**Brief**
Every entry should come back exactly as written, minus the pictures.

**Items listed in a dataset**
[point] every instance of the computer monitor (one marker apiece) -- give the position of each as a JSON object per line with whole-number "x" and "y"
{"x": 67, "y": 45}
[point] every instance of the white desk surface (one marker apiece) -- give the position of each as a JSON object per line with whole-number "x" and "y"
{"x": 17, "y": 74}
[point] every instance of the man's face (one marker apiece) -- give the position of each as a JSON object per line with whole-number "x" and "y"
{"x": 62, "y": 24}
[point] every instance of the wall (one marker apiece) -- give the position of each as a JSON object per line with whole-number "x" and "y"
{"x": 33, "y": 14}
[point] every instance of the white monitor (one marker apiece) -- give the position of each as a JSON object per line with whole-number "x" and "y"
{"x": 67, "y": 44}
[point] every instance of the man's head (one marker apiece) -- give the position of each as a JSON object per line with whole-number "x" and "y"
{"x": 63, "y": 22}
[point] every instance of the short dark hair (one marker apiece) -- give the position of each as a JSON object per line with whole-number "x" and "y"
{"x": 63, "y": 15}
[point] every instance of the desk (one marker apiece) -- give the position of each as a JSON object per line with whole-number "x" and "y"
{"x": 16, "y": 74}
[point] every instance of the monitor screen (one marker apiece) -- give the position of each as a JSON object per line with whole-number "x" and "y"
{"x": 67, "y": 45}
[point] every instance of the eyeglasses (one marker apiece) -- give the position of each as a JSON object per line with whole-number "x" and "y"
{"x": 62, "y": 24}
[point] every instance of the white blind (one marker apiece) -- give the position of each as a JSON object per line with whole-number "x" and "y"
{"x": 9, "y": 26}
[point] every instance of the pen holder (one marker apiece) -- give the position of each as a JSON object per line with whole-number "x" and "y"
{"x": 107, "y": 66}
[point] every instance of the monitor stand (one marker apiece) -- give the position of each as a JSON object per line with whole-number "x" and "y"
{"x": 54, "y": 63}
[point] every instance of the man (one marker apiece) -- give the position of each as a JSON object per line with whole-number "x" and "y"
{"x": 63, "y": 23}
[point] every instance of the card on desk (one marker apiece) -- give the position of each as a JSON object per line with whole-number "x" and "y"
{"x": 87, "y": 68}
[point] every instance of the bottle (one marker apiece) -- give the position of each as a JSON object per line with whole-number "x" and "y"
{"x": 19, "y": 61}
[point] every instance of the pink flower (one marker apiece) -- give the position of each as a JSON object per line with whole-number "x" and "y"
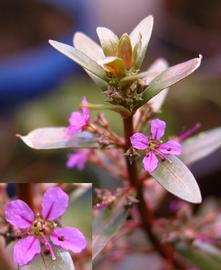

**Task answer**
[point] every instance of the computer monitor (one marker apiece) -- give the position of each as a JSON object per line with whole-number "x" and "y"
{"x": 67, "y": 45}
[point] every instance of the white desk surface (one marker apiece) -- give the position of each as a JSON object per line with whole-number "x" and "y"
{"x": 17, "y": 74}
[point] every instance of the man's face (one marker apiece) -- give the position of each as a JSON object per line with whole-number "x" and "y"
{"x": 62, "y": 24}
[point] every instance of the wall (one marker apiece) -- give the position of each as a JSON object per line with whole-number "x" and "y"
{"x": 33, "y": 14}
[point] every instance of the white monitor (one marker apiece) -- give the position of each as a JSON object per line with whole-number "x" and "y"
{"x": 67, "y": 44}
[point] every instance of the man's head (one marker apiece) -- give the position of each as a JSON object per line with whole-number "x" and "y"
{"x": 63, "y": 22}
[point] every instance of the short dark hair (one marker apiece) -- give the position of each as a JSON object per line with whole-number "x" and "y"
{"x": 63, "y": 15}
[point] every instance of the desk (one marker apiece) -- give the position of each as a JSON object per line with whole-number "x" and "y"
{"x": 16, "y": 74}
[point] every instance of the monitor screen (one marker apiece) -- give the position of each as a JSON object per line with whole-number "x" and "y"
{"x": 67, "y": 45}
[point] every instance of the eyeglasses (one marker apiece) -- give the position of each as a JSON object per line with whole-number "x" and "y"
{"x": 62, "y": 24}
[point] every instance of the white blind (one marker apiece) -- give the position of each as a JSON object per line with whole-number "x" and "y"
{"x": 9, "y": 26}
[point] every instance of the pen holder (one marker apiece) -- give the position of each as a JSON object per line with whole-number "x" and "y"
{"x": 107, "y": 66}
[point] every instance of the monitor stand (one marker apiece) -- give the position of each as a JSON object per line with whole-number "x" and "y"
{"x": 54, "y": 63}
[point] every instance of the man (one marker apiece) -- give the position of each as a JSON object per line with whole-number "x" and "y"
{"x": 63, "y": 23}
[point] every instance of the card on desk (one marker apiece) -- give the position of each as a JSON object per line with whole-number "x" and "y"
{"x": 87, "y": 68}
[point] every instance of the bottle (one marker apiece) -- give the position of each as a JSON object per line with whole-number "x" and "y"
{"x": 19, "y": 61}
[point] every instance of the pink flower (one marker apiece) -- give the position of each as a JSON object per line with whole-number "x" and "y"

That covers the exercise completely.